• [Texte à lire]:
..............................
Théorie de la forêt sombre : et si les extraterrestres ne souhaitaient tout simplement pas nous rencontrer ?

Cette théorie n’est qu’une explication parmi d’autres pour tenter d'expliquer l'absence de contact avec une intelligence extraterrestre, alors que l’humanité est jeune et que l’Univers est ancien.

De Robin George Andrews
Publication 27 mai 2024, 11:13 CEST
Se pourrait-il qu’une civilisation extraterrestre avancée se cache près de NGC 604, nébuleuse du Triangle immortalisée ici ...

Se pourrait-il qu’une civilisation extraterrestre avancée se cache près de NGC 604, nébuleuse du Triangle immortalisée ici par le télescope spatial James-Webb ? Depuis longtemps, les astronomes se demandent pourquoi nous n’avons pas encore rencontré de civilisations extraterrestres alors que l’humanité est jeune et que l’Univers est ancien : une énigme qu’on appelle paradoxe de Fermi.

PHOTOGRAPHIE DE NASA, ESA, CSA, STScI

Le célèbre paradoxe de Fermi intrigue les astronomes depuis plus d’un demi-siècle. Résumons-le succinctement : si le cosmos est vieux de près de 14 milliards d’années, où sont les sociétés interstellaires ? Pourquoi n’ont-elles pas fait un saut pour nous dire bonjour ? Si de nombreuses solutions à cette énigme ont été proposées, aucune n’est plus effrayante que la théorie dite de la forêt sombre.
..............................
(Lignes d'une collection)
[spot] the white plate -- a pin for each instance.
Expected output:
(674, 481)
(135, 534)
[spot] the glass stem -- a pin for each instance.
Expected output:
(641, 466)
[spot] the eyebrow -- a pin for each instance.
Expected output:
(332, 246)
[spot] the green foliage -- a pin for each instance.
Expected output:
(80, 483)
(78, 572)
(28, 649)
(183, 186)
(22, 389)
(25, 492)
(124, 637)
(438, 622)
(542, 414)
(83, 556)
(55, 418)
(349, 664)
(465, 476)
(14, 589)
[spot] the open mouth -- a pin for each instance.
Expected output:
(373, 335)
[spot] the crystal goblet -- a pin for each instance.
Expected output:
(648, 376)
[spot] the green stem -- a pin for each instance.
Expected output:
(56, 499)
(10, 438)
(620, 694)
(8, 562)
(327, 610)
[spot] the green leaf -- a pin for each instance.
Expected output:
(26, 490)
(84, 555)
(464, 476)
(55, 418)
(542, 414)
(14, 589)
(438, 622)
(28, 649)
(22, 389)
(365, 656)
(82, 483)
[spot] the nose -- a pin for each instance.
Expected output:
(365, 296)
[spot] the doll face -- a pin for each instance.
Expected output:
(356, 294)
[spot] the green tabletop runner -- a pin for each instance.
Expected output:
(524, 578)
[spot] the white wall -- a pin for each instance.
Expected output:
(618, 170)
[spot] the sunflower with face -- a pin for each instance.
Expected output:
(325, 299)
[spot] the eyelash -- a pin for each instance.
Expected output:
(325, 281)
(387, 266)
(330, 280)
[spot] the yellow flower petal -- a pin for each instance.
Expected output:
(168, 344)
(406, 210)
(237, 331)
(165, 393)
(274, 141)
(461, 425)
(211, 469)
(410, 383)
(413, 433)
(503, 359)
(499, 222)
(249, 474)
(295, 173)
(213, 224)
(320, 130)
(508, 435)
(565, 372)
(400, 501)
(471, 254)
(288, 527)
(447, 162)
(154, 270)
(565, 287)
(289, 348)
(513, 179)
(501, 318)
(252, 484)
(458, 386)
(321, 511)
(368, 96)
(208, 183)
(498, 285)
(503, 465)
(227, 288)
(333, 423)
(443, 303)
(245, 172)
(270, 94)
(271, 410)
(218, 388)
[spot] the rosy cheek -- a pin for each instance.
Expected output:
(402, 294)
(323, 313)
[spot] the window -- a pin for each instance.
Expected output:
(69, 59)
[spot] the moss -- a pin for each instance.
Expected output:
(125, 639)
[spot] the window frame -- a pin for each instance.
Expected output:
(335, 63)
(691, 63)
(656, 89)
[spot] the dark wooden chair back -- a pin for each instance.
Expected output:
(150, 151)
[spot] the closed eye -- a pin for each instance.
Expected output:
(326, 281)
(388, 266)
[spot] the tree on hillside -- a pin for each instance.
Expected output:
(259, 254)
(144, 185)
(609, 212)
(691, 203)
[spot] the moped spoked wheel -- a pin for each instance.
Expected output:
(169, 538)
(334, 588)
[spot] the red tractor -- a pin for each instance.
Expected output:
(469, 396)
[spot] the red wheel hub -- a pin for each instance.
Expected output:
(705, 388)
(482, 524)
..............................
• [À faire]:
a – Répondez aux questions suivantes à partir du texte sur la théorie de la forêt sombre.
(i) Quel instrument a photographié NGC 604 ?
(ii) Depuis combien de temps le paradoxe de Fermi intrigue-t-il les astronomes ?
(iii) Quel âge le texte attribue-t-il au cosmos ?
b – Prolongez le texte sur la théorie de la forêt sombre juste après sa dernière phrase.

• [Corrigé de l'exercice]:
a –
(i) Le télescope spatial James-Webb.
(ii) Depuis plus d'un demi-siècle.
(iii) Près de 14 milliards d'années.

b –
Selon cette hypothèse, si nous ne pouvons pas voir ces civilisations extraterrestres, c’est parce qu’elles se cachent. Contrairement à l’humanité, dont le voisinage galactique bruit des transmissions radio qu’elle émet, ces sociétés auraient toutes conclu qu’il est tout bonnement trop dangereux de diffuser sa propre localisation à de potentiels voisins hostiles.

Voilà une idée qui refroidit, mais une idée qui néanmoins attire de plus en plus l’attention depuis qu’elle a été exposée dans l’adaptation par Netflix du Problème à trois corps, trilogie littéraire de l’auteur chinois Liu Cixin. S’agit-il pour autant d’une solution plausible au paradoxe de Fermi ? Selon les spécialistes, parmi toutes les hypothèses formulées, la théorie de la forêt sombre semble avoir moins de chances que d’autres d’être correcte.

On peut tout à fait envisager que des civilisations extraterrestres intelligentes se cachent si elles le doivent. Mais il est improbable que toutes parviennent à une même conclusion motivée par la peur et qu’elles décident de se tapir dans le cosmos.

« Nous n’observons même pas ce comportement-là dans d’autres cultures sur Terre », tempère Moiya McTier, astrophysicienne, autrice et folkloriste. Certaines civilisations extraterrestres pourraient se composer de membres agissant à l’unisson. Mais d’autres pourraient être constituées de groupes divergents aux comportements distincts, dont certains pourraient s’avérer plus ou moins agressifs ou pacifistes, et plus ou moins curieux ou sujets à la réclusion. Si l’un d’eux daigne nous faire signe, alors nous verrons la lumière d’un feu de camp poindre dans la forêt sombre.

Mais en théorie, tout est possible, car nous ne disposons pas de preuves de l’existence d’une vie extraterrestre. Peut-être que tout le monde est en effet en train de se cacher. Peut-être y a-t-il réellement une menace qui rôde dans les grands espaces, quelque part dans l’obscurité. Et peut-être que l’humanité ne s’en n’est pas encore rendu compte.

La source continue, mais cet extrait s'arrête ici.